Records shown ::

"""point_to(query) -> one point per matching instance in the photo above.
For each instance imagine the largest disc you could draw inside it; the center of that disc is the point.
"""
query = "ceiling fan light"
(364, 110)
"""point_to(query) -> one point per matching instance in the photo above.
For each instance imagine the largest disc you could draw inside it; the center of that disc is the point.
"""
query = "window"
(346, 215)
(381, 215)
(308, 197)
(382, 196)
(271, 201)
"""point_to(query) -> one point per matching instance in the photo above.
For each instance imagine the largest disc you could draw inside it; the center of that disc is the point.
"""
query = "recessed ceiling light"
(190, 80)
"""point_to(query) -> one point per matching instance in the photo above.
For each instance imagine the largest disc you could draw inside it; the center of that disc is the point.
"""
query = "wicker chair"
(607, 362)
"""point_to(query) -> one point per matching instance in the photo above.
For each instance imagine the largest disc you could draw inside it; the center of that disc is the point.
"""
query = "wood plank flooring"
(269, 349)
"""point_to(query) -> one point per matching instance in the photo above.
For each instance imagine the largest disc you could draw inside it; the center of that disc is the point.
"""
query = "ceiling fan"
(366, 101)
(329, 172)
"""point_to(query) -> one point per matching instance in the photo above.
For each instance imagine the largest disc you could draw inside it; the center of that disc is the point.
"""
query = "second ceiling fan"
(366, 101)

Work to be completed :: Give back the records above, character for character.

Result for this exercise ::
"""point_to(query) -> one point per matching instance in the photo above.
For each instance imagine the largest disc you could draw inside it; the center of that disc is the point.
"""
query = "ceiling fan light"
(364, 110)
"""point_to(query) -> one point per matching instance in the photo above.
For each instance imagine the largest disc you could draw inside it; the center of that disc is the point.
"""
query = "window"
(346, 215)
(381, 215)
(308, 197)
(382, 196)
(271, 201)
"""point_to(query) -> one point per matching instance in the photo above.
For each instance imagine the largest disc you could draw inside it; the center of that disc is the point.
"""
query = "recessed ceiling light"
(190, 80)
"""point_to(query) -> one point per matching instance in the photo above.
For each instance imagine the largest disc you could draw inside it; the center of that disc is the point.
"""
query = "wicker chair"
(607, 362)
"""point_to(query) -> one point per matching instance in the photo above.
For each instance imagine the largest disc you could draw inside it; the center of that disc is the point.
"""
query = "wood plank flooring"
(269, 349)
"""point_to(query) -> one point per matching instance in the photo above.
For each instance imagine the largest disc you could draw inside it; the center of that disc is the point.
"""
query = "ceiling fan"
(366, 101)
(329, 172)
"""point_to(query) -> one point per matching instance in the photo above.
For each instance imagine the largest disc you could draw inside it; the center of that disc is the point.
"""
query = "second ceiling fan"
(366, 101)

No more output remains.